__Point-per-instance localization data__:
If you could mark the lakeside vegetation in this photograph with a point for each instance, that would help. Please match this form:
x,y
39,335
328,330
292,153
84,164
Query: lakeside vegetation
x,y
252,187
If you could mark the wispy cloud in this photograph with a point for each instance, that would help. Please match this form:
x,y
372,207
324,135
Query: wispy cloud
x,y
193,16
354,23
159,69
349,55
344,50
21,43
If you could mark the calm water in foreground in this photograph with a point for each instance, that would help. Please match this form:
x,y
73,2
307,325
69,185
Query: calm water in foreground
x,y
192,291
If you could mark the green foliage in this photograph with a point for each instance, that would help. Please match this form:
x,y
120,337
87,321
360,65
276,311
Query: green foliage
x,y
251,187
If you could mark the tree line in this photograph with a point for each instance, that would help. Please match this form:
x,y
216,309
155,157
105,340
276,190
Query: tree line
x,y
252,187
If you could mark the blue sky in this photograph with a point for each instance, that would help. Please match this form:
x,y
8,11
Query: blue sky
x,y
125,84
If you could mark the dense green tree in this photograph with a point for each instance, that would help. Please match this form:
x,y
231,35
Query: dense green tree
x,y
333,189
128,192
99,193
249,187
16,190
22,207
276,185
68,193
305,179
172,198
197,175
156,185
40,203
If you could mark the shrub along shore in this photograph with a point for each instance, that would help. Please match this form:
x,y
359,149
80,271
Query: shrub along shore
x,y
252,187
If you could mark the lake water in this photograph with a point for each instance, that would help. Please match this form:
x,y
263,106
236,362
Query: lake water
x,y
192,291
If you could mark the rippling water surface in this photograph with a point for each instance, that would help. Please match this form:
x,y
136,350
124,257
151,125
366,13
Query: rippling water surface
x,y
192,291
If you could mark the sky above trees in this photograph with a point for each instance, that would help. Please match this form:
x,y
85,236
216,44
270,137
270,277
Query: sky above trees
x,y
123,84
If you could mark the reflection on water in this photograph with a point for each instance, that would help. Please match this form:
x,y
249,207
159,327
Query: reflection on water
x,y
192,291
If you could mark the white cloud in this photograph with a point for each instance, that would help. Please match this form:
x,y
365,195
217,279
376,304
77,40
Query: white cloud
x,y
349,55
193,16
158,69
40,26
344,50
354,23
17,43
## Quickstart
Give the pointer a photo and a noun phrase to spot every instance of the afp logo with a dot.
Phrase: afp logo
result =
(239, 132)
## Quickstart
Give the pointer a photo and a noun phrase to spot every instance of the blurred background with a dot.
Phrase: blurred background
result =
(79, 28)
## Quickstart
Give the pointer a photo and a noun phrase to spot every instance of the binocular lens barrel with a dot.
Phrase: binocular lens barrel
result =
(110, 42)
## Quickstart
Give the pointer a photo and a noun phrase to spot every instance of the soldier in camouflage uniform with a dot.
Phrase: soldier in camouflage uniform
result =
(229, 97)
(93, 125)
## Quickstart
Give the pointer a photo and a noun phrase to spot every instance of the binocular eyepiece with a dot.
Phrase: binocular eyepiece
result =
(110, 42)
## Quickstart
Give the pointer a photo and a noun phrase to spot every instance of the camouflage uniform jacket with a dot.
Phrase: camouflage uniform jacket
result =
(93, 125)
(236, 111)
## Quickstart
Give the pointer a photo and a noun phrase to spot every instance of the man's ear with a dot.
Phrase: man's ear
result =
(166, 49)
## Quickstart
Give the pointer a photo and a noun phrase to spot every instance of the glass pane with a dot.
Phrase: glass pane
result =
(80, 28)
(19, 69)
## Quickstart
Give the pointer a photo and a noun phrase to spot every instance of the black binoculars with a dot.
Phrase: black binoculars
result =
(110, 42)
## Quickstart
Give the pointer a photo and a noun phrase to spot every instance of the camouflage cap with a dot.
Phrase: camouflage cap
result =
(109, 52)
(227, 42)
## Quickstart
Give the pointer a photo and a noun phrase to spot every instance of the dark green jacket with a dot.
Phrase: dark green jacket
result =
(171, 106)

__Required action__: Search each line of the data above for "binoculars", and copy the lines where it occurs.

__Answer for the task__:
Give the pointer a photo and a noun phrase to spot every instance of the black binoculars with a dot.
Phrase: black binoculars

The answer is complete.